Print every line of the listing below word for word, leaving out the pictures.

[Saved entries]
..............................

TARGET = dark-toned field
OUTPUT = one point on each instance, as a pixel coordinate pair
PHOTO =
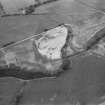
(84, 83)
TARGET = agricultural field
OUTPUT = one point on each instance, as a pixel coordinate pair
(83, 82)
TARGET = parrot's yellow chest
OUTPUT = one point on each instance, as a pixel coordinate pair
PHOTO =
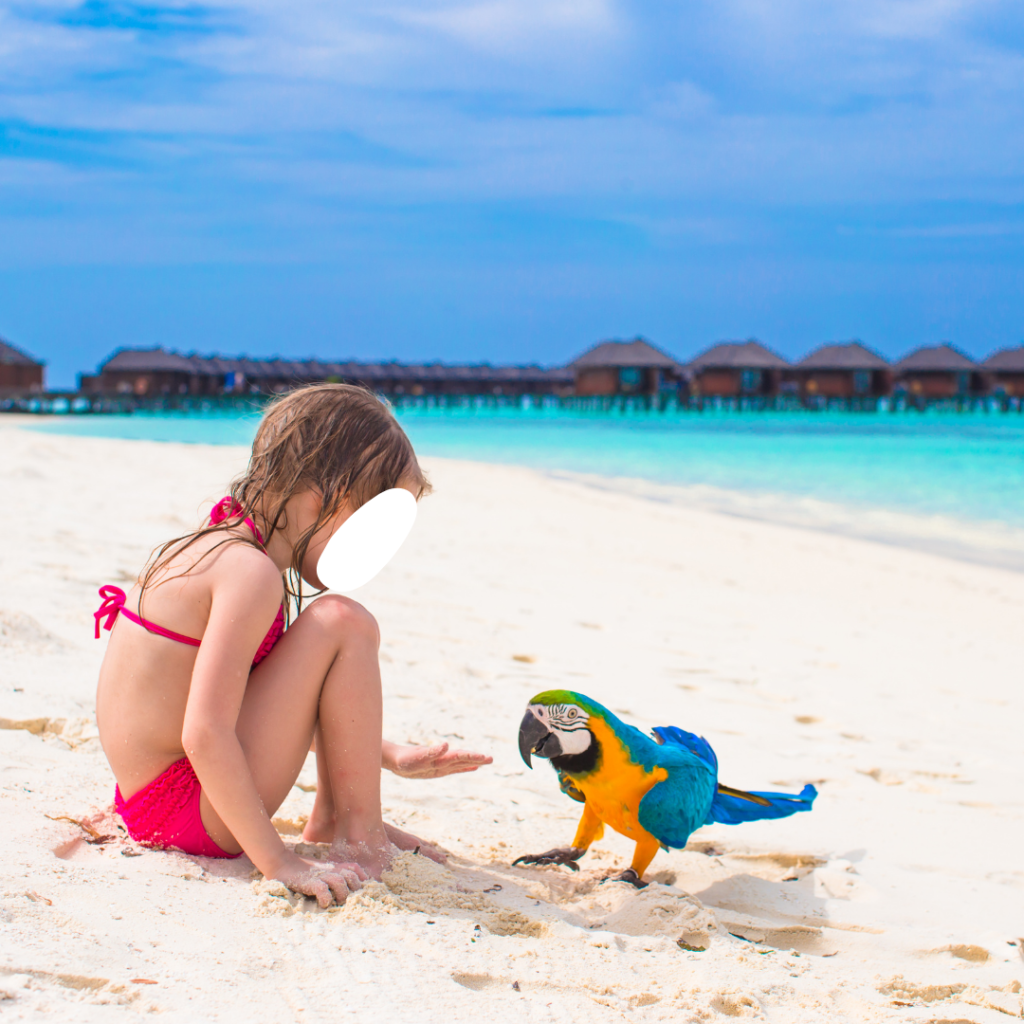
(614, 788)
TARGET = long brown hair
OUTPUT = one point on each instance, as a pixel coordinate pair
(340, 440)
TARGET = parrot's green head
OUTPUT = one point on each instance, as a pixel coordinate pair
(556, 726)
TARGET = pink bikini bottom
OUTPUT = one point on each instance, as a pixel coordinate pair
(165, 814)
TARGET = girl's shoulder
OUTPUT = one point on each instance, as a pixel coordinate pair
(221, 558)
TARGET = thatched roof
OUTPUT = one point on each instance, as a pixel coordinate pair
(738, 355)
(624, 353)
(851, 355)
(939, 358)
(1008, 360)
(11, 356)
(146, 360)
(161, 360)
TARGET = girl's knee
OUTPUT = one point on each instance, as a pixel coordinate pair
(343, 616)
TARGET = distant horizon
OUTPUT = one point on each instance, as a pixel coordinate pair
(510, 180)
(682, 359)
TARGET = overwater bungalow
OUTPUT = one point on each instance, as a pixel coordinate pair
(18, 371)
(736, 370)
(150, 373)
(612, 368)
(937, 372)
(845, 371)
(1004, 373)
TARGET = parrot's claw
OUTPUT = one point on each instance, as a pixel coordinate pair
(567, 855)
(628, 876)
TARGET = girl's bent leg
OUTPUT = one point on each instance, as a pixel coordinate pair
(324, 670)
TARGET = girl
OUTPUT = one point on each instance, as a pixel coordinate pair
(207, 706)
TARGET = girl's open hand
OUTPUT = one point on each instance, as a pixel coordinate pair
(326, 881)
(430, 762)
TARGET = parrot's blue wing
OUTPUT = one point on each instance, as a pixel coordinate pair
(678, 805)
(672, 735)
(732, 806)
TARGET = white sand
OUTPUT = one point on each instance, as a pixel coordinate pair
(889, 677)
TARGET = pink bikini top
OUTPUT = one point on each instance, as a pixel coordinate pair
(114, 597)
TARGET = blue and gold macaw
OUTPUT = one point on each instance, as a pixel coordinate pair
(653, 791)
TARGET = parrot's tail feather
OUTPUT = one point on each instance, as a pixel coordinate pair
(732, 806)
(740, 795)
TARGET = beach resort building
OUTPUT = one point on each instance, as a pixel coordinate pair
(846, 371)
(1004, 373)
(625, 368)
(148, 373)
(18, 371)
(736, 370)
(937, 372)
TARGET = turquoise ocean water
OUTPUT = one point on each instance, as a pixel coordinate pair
(968, 467)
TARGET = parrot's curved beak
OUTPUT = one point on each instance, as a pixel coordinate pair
(536, 738)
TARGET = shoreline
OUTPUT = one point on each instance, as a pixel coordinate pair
(886, 677)
(994, 544)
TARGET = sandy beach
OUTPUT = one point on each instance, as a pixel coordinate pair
(888, 677)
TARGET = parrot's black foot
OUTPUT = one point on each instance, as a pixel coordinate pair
(567, 855)
(628, 876)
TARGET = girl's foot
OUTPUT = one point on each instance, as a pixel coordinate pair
(320, 828)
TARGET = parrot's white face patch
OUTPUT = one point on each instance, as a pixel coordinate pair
(568, 722)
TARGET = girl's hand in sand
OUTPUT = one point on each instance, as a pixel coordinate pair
(430, 762)
(327, 881)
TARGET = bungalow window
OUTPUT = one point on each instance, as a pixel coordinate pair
(750, 380)
(630, 378)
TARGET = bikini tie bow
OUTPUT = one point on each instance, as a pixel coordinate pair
(114, 601)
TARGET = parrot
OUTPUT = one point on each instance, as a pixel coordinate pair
(655, 791)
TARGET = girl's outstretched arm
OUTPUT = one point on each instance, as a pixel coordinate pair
(429, 762)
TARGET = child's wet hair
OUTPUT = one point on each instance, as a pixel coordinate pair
(339, 440)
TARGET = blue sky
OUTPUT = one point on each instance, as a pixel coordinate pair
(509, 180)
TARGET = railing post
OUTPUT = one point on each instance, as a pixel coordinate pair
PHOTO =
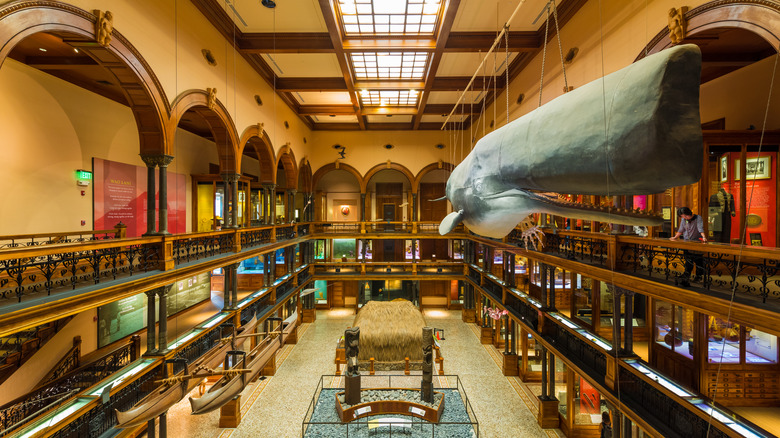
(135, 347)
(120, 230)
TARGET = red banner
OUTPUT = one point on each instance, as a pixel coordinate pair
(120, 196)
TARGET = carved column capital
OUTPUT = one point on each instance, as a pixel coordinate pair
(104, 25)
(618, 291)
(230, 177)
(211, 98)
(677, 24)
(156, 160)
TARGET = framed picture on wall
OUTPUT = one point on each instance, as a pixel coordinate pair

..............................

* _Complete response_
TARGET = dark-toned field
OUTPUT = one point on each instance, as a pixel coordinate pair
PHOTO =
(84, 83)
TARGET = agricultural field
OUTPUT = one point on each instance, as a pixel coordinate pair
(83, 82)
TARGET = parrot's yellow chest
OUTPUT = one point on each instance, as a pixel coordinate pair
PHOTO =
(614, 788)
TARGET = long brown hair
OUTPUT = one point on each instance, as a pixel coordinate pair
(340, 440)
TARGET = parrot's green head
OUTPUT = one point on each instance, as a pixel coordinate pair
(556, 726)
TARGET = pink bikini bottom
OUTPUT = one point on each instance, as a pixel coordinate pair
(165, 814)
TARGET = girl's shoulder
OUTPUT = one point on each instance, as a pixel coordinate pair
(221, 558)
TARGET = thatched roof
OUTPUT = one point on each instance, as a pixel coordinate pair
(738, 355)
(624, 353)
(851, 355)
(939, 358)
(1008, 360)
(11, 356)
(146, 360)
(161, 360)
TARGET = girl's knee
OUTPUT = one point on each instance, as a pixel coordinate pair
(343, 616)
TARGET = distant horizon
OUTPUT = one point on each instance, as a pixel coordinate pair
(510, 180)
(682, 359)
TARGET = overwater bungalow
OUTPUT = one point on each instance, as a pixel coordinate pair
(18, 371)
(736, 370)
(150, 373)
(612, 368)
(937, 372)
(845, 371)
(1004, 373)
TARGET = parrot's claw
OUTPUT = one point on each instance, as a pixel coordinate pair
(567, 855)
(628, 876)
TARGET = girl's bent leg
OUTPUT = one point on each instance, as a pixel coordinate pair
(324, 670)
TARGET = girl
OUTPUT = one point on each instance, as a pixel coordinate pair
(207, 706)
TARGET = girl's open hand
OUTPUT = one point on each instance, as a pixel coordinate pair
(326, 881)
(430, 762)
TARGET = parrot's blue wing
OUTPUT = one point on each instance, as a pixel coordinate pair
(678, 805)
(672, 735)
(732, 806)
TARGET = white sand
OUTPUT = one point on each instance, as a pixel coordinate pair
(889, 677)
TARGET = pink bikini top
OUTPUT = one point on each instance, as a pixel coordinate pair
(114, 597)
TARGET = blue and gold macaw
OUTPUT = one point on each instance, as a pixel coordinate pair
(653, 791)
TARGET = parrot's tail feather
OUTPUT = one point on each instance, as a pixel coordinate pair
(732, 806)
(740, 795)
TARGET = beach resort building
OUTPUT = one point on each instance, as a pixel coordinate pair
(846, 371)
(1004, 373)
(625, 368)
(148, 373)
(18, 371)
(736, 370)
(937, 372)
TARGET = turquoise ocean water
OUTPUT = one point on each instance, as a pixel coordinate pair
(968, 467)
TARGET = parrot's curved beak
OUTPUT = one point on each instance, as a pixel coordinate pair
(536, 738)
TARGET = shoreline
OUTPUT = one point on each instance, as a pixel coordinate pair
(886, 677)
(994, 544)
TARGET = sandy beach
OUTPUT = one point on each instance, as a pixel coordinate pair
(888, 677)
TARGET = parrot's black foot
OUTPUT = one point on each instance, as a pixel coordinate pair
(567, 855)
(628, 876)
TARGET = girl's foot
OUTPUT = one point on each instance, as a pixel coordinate pair
(320, 828)
TARGET = parrot's white face patch
OUTPUT = one point on each instance, as a pixel coordinate pair
(568, 722)
TARGET = girl's hand in sand
OUTPUT = one point on each instance, as a pixel coordinate pair
(430, 762)
(327, 881)
TARGET = bungalow window
OUTPUT = one point on each instance, as a pixel coordinate pair
(750, 380)
(630, 378)
TARGET = bikini tie bow
OUTPUT = one point on each instance, as a pixel coordinate pair
(114, 601)
TARGET = parrot
OUTPUT = one point on each instance, as a pixel coordinate pair
(655, 791)
TARGET = girl's outstretched arm
OUTPUT = one point on each instance, as a pixel coordinate pair
(429, 762)
TARGET = child's wet hair
OUTPUT = one point on each instance, as a pixel coordinate pair
(339, 440)
TARGET = blue sky
OUTPUT = one point on each instance, as a pixel coordinate pair
(509, 180)
TARGET = railing post
OUTPUT = one point on each instance, as a pixel coordinate pair
PHOTO =
(135, 347)
(120, 230)
TARGET = red banner
OUTPUT = one point on each instance, as a pixel coordinate pair
(120, 196)
TARGET = carved column capital
OUTPUT = one point on each instance, as a pixel coordinate pair
(104, 25)
(618, 291)
(230, 177)
(211, 98)
(677, 24)
(156, 160)
TARGET = framed picture on wall
OUTPUT = one point on each instance, as a pixel coordinate pair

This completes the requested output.